→ Challenge A
In the Ruchy optimization chapter, repeat the stretch from "1. Compilation Optimization: 4" through "(for container deployment)" word for word.
→ Challenge B
Sum up the Ruchy optimization chapter in two sentences.

→ Text shown
□ □ □ □ □
Chapter 24: NASA-Grade Optimization & Production Deployment

Status: ✅ 100% Working (v3.209.0)

“Optimization is the art of making the impossible, trivial.” — Anonymous Systems Engineer

Overview

This chapter covers Ruchy’s complete NASA-grade optimization and deployment toolchain, introduced in v3.209.0. You’ll learn how to achieve 12.4x binary size reduction (3.8MB → 315KB), deploy to AWS Lambda with <8ms cold starts, and containerize for production with minimal footprints.

What You’ll Learn

1. Compilation Optimization: 4 optimization presets from debug to NASA-grade
2. Binary Profiling: Profile transpiled binaries for accurate performance data
3. AWS Lambda Deployment: Ultra-fast serverless functions with Ruchy
4. Docker Deployment: Production-ready containers with multi-stage builds
5. Complete Workflow: From development to production optimization

Prerequisites

• Ruchy v3.209.0 or later
• AWS CLI (for Lambda deployment)
• Docker (for container deployment)
□ □ □ □ □
→ Information given

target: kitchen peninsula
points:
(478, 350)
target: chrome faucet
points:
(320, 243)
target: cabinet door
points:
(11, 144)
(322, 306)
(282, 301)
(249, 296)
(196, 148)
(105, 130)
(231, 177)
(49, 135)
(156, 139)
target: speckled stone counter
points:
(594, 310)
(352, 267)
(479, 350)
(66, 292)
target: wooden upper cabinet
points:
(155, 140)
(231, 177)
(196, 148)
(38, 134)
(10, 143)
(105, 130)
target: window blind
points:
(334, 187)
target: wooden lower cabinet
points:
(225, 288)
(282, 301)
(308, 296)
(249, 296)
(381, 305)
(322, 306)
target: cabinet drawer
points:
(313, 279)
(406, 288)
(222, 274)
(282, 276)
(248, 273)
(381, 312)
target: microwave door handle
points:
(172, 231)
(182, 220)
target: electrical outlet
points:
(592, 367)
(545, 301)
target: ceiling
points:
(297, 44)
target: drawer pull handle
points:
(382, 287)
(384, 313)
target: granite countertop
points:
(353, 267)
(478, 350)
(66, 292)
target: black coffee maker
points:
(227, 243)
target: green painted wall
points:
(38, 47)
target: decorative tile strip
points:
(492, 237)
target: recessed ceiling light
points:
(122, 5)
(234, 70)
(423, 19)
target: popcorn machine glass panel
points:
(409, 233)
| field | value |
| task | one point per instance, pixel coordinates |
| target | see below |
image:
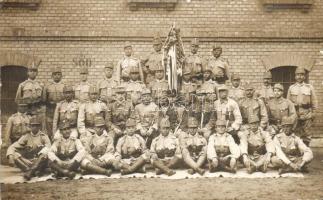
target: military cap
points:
(68, 88)
(109, 65)
(99, 121)
(130, 122)
(56, 69)
(157, 40)
(222, 87)
(249, 86)
(300, 70)
(220, 122)
(216, 46)
(235, 76)
(34, 120)
(120, 89)
(164, 122)
(145, 91)
(93, 90)
(192, 122)
(279, 86)
(127, 44)
(253, 119)
(267, 75)
(84, 70)
(287, 121)
(195, 42)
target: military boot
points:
(98, 170)
(61, 171)
(163, 168)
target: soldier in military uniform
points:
(146, 115)
(118, 113)
(53, 94)
(304, 98)
(279, 107)
(222, 151)
(219, 66)
(107, 85)
(193, 146)
(66, 111)
(236, 92)
(17, 125)
(87, 113)
(257, 147)
(82, 88)
(99, 157)
(250, 106)
(32, 91)
(291, 152)
(165, 150)
(194, 63)
(159, 86)
(66, 153)
(29, 153)
(266, 91)
(131, 150)
(153, 60)
(126, 63)
(134, 87)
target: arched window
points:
(285, 75)
(11, 76)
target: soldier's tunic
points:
(236, 93)
(30, 146)
(32, 92)
(106, 89)
(219, 66)
(251, 107)
(123, 68)
(70, 149)
(99, 147)
(194, 147)
(194, 63)
(17, 126)
(257, 144)
(129, 148)
(291, 149)
(133, 90)
(220, 146)
(304, 98)
(150, 64)
(53, 94)
(87, 113)
(82, 91)
(158, 88)
(165, 148)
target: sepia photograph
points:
(161, 99)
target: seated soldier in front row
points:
(193, 147)
(131, 150)
(256, 147)
(29, 153)
(292, 154)
(99, 156)
(66, 153)
(165, 150)
(222, 151)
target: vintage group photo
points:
(174, 99)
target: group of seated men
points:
(124, 126)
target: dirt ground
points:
(308, 188)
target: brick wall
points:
(59, 31)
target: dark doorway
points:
(285, 75)
(11, 76)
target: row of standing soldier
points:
(127, 97)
□ □ □ □ □
→ Output A
1. Compilation Optimization: 4 optimization presets from debug to NASA-grade
2. Binary Profiling: Profile transpiled binaries for accurate performance data
3. AWS Lambda Deployment: Ultra-fast serverless functions with Ruchy
4. Docker Deployment: Production-ready containers with multi-stage builds
5. Complete Workflow: From development to production optimization

Prerequisites

• Ruchy v3.209.0 or later
• AWS CLI (for Lambda deployment)
• Docker (for container deployment)

→ Output B
The chapter covers Ruchy's NASA-grade optimization and deployment toolchain from v3.209.0, showing how to cut binary size 12.4x (3.8MB to 315KB), deploy to AWS Lambda with cold starts under 8ms, and build production containers with minimal footprints. It requires Ruchy v3.209.0 or later, the AWS CLI for Lambda deployment, and Docker for container deployment.